─── SOURCE DOCUMENT ───

If we are saving every event in an event store, are there any consideration to be taken into account when designing each event's payload and the events aggregation to get the aggregate state?
You should design the events based on your Domain; the payload should not contain more information than it is needed by the domain. If additional information would make your readmodels a lot easier to implement then you could add it to the payload but be careful to mark it somehow as redundant.
An example: let's say that we have a "User Created" and a "User Deleted" messages (or any other couple of events which NEED to be processed in order). If we process "User deleted" before "User created" the user won't be deleted. Even if they're coming ordered in the event queue. Can really an idempotent processing/idempotent events give to a deleted user?
In this particular case, you can have an additional collection of deleted users; you can keep only their ID. When a CreateUser event arrives you can check to see if the user is already deleted by looking in the DeletedUsers collection and ignore it if the user is there. You can ignore every other event that comes for that user.
This solution is very dependent on the domain.

───

**WHAT YOU WILL DO**
a - Rewrite the paragraph of the event store thread beginning "In this particular case" as a short list that keeps its main facts.
b - Return each line of the records that contains the string "hoof", treating uppercase and lowercase as different.
The records have no connection to the event store thread.

─── RECORDED INFORMATION ───

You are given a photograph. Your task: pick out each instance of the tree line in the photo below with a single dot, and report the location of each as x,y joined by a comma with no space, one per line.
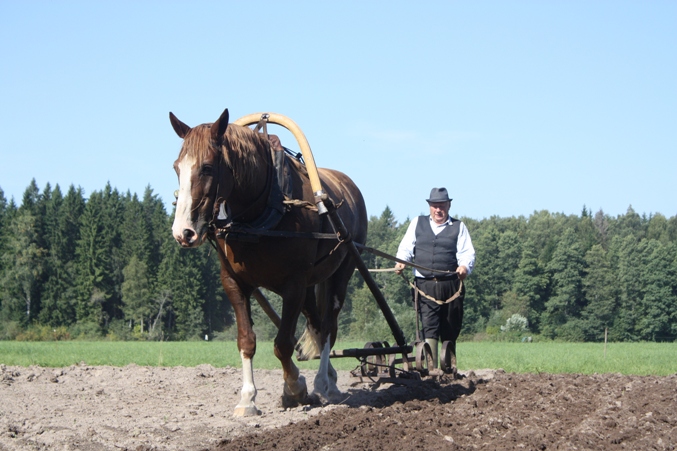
107,266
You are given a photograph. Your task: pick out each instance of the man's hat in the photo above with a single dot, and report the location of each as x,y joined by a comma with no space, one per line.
439,195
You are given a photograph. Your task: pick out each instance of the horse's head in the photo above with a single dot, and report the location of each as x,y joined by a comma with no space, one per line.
203,177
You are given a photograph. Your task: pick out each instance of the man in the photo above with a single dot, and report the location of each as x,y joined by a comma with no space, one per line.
443,243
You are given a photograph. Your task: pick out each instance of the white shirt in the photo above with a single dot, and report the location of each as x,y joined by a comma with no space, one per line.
465,252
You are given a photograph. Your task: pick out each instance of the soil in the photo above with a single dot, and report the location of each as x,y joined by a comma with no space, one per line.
147,408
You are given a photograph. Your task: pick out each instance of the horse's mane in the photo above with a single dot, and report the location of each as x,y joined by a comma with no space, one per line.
240,149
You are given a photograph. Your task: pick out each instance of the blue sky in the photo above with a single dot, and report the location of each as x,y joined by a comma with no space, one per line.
514,106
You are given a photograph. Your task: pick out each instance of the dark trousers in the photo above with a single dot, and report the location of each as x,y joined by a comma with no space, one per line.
441,322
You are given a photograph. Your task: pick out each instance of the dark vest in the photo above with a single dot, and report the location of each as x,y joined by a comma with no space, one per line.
436,251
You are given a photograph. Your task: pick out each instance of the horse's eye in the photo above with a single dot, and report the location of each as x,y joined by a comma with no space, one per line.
206,169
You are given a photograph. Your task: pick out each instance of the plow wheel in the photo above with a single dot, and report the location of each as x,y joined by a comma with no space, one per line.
448,357
374,363
424,358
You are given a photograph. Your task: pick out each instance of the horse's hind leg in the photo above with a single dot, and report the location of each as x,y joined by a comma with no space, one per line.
295,391
330,297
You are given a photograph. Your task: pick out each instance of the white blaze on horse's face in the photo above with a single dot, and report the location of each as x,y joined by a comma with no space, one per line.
184,229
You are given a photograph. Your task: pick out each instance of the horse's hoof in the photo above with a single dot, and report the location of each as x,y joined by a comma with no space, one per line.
249,411
295,397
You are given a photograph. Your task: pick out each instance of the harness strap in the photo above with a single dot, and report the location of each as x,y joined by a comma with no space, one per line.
438,302
404,262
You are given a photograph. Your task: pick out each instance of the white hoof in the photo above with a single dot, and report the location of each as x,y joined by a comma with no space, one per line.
248,411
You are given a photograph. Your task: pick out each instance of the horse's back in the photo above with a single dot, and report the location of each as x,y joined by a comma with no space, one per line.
342,190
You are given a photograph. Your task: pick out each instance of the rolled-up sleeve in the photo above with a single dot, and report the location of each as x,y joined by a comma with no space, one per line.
465,252
406,249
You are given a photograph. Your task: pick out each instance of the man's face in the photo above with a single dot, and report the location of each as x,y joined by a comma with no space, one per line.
439,211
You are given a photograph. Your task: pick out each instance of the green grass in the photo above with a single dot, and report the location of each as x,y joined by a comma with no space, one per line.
542,357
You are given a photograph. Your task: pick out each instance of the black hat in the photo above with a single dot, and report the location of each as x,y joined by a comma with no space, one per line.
439,195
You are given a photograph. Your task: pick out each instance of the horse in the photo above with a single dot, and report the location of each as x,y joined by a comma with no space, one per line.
224,166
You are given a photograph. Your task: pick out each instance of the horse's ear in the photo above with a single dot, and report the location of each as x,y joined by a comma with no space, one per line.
219,127
180,128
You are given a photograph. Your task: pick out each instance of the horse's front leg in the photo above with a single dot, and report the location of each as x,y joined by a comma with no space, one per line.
295,390
246,344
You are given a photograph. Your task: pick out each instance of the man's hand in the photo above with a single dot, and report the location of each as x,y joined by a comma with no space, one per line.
462,272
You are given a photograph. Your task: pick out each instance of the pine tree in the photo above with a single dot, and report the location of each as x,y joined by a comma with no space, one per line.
566,302
601,293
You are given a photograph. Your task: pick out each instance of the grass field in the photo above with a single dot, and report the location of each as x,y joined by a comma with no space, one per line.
586,358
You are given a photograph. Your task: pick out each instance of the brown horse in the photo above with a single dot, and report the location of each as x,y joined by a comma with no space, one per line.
223,164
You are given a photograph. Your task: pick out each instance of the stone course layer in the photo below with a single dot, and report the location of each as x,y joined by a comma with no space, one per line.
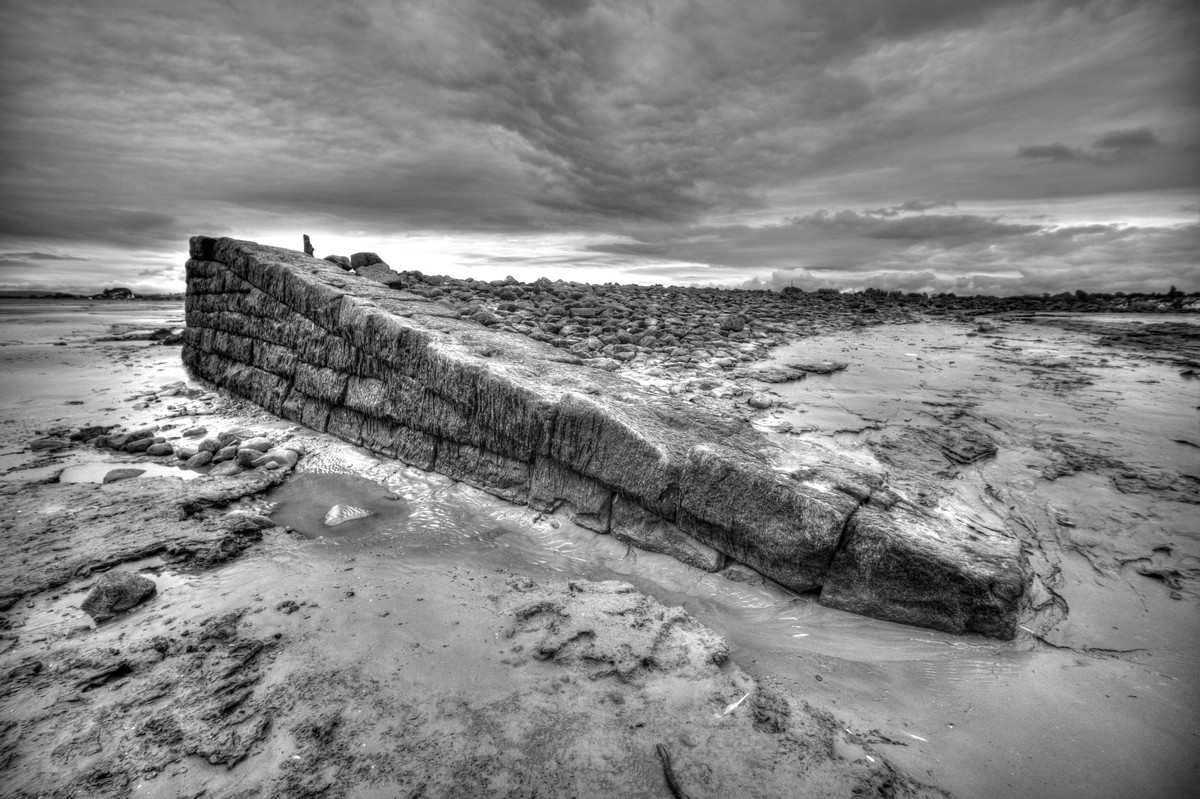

───

**SOLUTIONS BY TASK**
a -
- Keep an extra collection of deleted users that stores only their IDs.
- When a CreateUser event arrives, check the DeletedUsers collection and ignore the event if the user is already there.
- Ignore every other event that comes for that user.

b -
You are given a photograph. Your task: pick out each instance of the horse's hoof in the photo above with a single dot, and report the location of each as x,y joined by a comma with no space, one per line.
You are given a photograph. Your task: pick out each instance of the white hoof in the photo above with a single dot, and report the location of each as x,y joined by a comma with no space, one per line.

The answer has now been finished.